#### WORK REQUEST:
Search the data for the word "below" and copy each line that has it.

*** DATASET RECORDS ***

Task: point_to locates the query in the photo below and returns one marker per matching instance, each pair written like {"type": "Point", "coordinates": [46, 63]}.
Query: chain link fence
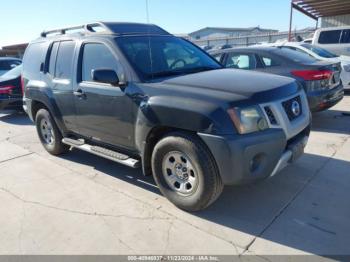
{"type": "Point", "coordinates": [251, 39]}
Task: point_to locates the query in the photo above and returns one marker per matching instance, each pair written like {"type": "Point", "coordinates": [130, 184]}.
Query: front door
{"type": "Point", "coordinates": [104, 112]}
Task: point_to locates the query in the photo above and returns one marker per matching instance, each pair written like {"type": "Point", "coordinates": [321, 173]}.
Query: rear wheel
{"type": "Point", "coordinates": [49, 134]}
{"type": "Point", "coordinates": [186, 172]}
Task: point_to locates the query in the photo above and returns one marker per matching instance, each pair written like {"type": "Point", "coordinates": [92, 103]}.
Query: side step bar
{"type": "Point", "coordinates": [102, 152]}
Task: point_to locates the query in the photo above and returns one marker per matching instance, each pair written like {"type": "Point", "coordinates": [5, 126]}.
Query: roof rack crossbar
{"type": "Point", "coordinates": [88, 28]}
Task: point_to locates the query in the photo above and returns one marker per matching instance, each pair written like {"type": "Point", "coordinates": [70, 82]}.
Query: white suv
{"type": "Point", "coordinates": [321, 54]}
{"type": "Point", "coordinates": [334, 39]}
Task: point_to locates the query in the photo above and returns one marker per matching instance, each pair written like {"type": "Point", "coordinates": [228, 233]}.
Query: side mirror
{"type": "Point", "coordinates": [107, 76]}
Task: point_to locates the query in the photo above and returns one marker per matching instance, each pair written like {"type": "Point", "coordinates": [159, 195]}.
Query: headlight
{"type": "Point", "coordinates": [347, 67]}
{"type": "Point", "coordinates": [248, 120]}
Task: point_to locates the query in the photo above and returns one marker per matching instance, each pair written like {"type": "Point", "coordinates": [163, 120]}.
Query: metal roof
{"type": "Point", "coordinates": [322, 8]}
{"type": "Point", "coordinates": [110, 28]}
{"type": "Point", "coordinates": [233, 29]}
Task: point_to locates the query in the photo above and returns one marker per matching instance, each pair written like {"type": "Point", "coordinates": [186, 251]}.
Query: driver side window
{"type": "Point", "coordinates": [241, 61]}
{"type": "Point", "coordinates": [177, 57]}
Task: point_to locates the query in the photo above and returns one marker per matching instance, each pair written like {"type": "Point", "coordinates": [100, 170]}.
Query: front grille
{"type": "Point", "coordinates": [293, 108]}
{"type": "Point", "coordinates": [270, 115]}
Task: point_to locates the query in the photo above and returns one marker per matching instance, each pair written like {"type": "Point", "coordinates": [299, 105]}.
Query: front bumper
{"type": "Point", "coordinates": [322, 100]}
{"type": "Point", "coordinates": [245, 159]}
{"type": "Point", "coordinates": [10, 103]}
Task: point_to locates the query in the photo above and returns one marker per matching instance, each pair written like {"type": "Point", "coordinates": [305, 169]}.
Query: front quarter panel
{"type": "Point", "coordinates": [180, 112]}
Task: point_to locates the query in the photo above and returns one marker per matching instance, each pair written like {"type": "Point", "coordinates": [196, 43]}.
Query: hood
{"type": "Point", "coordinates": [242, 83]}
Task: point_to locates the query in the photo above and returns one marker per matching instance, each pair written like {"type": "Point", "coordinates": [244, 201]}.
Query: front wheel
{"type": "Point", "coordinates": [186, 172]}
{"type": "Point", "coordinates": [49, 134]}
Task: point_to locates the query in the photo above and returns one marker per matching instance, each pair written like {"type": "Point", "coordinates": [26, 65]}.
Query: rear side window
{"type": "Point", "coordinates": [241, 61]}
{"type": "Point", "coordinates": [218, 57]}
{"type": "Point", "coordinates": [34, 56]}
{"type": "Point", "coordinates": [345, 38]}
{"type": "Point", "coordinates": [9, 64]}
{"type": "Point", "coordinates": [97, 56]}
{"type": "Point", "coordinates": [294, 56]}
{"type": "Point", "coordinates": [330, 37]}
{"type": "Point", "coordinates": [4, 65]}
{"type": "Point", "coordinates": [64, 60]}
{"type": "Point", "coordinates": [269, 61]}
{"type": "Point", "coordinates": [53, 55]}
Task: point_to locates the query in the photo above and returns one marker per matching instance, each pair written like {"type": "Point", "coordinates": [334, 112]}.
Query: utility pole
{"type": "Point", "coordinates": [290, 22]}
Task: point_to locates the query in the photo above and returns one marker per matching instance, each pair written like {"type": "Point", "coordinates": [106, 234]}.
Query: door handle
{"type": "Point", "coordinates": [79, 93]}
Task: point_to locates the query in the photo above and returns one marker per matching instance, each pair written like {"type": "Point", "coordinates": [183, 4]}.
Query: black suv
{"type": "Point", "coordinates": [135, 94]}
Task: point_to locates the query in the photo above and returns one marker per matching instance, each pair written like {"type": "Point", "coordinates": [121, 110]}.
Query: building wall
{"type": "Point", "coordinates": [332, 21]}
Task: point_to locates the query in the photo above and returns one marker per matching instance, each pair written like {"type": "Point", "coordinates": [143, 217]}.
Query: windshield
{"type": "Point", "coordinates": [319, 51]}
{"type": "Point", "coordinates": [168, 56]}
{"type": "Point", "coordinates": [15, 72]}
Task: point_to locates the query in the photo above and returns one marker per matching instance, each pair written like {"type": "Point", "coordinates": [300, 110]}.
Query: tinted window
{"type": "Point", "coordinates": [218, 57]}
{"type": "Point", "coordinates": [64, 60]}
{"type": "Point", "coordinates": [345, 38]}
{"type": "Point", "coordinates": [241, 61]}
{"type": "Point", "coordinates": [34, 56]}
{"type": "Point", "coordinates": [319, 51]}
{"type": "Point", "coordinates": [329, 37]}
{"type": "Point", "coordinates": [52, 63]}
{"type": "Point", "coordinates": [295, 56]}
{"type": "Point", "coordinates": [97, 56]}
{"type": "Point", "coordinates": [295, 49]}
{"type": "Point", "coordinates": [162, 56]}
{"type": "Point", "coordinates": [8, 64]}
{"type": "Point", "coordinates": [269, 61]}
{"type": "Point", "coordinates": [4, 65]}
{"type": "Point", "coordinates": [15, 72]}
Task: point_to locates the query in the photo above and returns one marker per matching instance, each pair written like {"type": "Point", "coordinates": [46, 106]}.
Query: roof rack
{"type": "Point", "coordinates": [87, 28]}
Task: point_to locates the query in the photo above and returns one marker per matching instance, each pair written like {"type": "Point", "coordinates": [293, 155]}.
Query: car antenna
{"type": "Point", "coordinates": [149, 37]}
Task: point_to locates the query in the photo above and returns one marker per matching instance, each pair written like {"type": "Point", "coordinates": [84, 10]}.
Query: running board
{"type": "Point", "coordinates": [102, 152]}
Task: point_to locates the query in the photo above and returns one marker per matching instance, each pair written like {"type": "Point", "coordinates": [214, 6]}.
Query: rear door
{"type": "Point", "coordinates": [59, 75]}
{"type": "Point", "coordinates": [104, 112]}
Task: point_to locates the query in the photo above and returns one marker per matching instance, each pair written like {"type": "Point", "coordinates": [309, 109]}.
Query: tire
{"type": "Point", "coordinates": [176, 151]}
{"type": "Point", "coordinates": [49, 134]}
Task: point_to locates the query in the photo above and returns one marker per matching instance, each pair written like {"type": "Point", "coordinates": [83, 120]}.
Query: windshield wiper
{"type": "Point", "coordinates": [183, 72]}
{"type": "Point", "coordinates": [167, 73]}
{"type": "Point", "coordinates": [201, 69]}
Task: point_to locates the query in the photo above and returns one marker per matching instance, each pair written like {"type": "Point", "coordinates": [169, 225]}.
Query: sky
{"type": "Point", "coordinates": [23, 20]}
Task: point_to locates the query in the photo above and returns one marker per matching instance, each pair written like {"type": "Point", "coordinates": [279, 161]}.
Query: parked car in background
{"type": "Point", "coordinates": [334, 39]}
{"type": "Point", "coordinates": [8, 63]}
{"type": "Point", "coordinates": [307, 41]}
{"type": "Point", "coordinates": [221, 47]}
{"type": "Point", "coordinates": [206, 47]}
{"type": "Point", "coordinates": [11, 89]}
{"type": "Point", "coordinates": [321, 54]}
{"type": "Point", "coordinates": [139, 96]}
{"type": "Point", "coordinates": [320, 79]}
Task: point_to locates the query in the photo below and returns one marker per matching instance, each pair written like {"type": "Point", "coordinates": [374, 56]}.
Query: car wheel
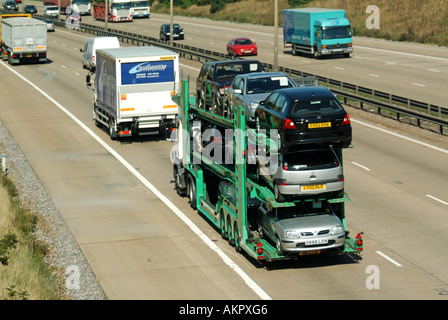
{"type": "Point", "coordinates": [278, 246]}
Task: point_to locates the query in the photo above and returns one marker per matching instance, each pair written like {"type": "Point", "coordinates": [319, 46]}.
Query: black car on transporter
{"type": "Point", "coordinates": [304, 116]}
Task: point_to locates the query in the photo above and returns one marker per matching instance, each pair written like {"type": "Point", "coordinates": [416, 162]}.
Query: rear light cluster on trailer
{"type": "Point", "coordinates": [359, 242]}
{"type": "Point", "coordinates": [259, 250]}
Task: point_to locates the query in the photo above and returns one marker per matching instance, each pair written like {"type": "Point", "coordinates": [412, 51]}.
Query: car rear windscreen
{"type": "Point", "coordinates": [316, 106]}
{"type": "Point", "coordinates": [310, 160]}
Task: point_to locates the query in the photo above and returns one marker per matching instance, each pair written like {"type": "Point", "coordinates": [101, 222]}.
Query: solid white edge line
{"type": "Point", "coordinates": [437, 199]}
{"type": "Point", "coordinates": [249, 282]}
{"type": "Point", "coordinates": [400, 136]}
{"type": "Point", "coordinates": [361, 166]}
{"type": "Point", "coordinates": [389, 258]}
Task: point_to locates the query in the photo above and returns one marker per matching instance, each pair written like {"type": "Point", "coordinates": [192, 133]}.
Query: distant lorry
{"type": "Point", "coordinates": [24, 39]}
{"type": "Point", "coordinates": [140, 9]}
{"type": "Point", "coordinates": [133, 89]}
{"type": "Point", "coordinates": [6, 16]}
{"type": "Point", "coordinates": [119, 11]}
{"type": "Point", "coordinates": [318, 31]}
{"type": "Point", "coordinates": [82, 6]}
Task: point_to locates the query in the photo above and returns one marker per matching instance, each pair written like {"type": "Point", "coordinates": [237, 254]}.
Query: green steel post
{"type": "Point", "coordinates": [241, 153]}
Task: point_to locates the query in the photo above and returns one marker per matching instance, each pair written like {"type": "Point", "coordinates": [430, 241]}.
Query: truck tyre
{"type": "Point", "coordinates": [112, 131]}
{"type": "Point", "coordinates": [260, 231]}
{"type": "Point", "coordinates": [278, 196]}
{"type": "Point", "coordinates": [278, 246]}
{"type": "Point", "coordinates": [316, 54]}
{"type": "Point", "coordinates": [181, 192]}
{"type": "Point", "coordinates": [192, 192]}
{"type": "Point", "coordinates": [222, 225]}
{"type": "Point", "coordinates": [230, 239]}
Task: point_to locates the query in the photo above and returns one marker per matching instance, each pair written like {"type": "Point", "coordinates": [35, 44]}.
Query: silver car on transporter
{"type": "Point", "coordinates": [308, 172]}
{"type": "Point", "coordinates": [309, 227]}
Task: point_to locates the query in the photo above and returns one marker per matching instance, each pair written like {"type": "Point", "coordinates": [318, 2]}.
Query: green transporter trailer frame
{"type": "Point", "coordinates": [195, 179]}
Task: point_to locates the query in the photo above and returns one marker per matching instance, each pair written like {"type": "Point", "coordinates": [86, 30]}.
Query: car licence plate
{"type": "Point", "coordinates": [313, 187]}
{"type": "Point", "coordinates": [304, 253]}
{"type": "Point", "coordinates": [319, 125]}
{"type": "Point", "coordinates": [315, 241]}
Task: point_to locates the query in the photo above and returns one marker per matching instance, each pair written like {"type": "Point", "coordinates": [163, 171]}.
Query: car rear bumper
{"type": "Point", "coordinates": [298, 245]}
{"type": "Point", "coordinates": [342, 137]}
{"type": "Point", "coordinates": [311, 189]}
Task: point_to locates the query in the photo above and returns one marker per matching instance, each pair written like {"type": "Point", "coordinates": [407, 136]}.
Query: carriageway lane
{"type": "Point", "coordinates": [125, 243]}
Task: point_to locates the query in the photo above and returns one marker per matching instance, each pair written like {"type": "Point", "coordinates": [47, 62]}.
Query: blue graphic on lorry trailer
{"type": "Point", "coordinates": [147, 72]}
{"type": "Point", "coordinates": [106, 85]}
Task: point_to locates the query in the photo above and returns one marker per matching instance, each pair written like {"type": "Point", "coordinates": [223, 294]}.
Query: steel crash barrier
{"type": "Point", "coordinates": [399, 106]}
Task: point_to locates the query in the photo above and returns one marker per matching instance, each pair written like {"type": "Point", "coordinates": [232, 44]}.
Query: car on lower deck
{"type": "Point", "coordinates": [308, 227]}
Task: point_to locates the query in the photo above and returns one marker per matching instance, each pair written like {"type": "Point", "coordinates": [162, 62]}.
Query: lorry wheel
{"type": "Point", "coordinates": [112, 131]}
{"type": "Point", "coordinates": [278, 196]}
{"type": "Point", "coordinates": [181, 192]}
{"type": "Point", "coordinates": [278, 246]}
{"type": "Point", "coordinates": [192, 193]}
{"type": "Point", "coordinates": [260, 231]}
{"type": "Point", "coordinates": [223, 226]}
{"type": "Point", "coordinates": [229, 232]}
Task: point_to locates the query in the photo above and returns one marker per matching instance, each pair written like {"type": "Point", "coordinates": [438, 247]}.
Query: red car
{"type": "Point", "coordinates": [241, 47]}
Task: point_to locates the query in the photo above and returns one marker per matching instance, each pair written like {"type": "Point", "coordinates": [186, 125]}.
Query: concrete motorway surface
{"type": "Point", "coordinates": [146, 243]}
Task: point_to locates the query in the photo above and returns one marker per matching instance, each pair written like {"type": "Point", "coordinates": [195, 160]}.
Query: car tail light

*** End of DATASET RECORDS ***

#### WORKED SOLUTION:
Task: point_to locates the query in the photo below and returns one marker per matching instance, each pair written like {"type": "Point", "coordinates": [46, 63]}.
Task: point_to locates the query in the photo below and returns one marker per matching instance, each pair written like {"type": "Point", "coordinates": [374, 56]}.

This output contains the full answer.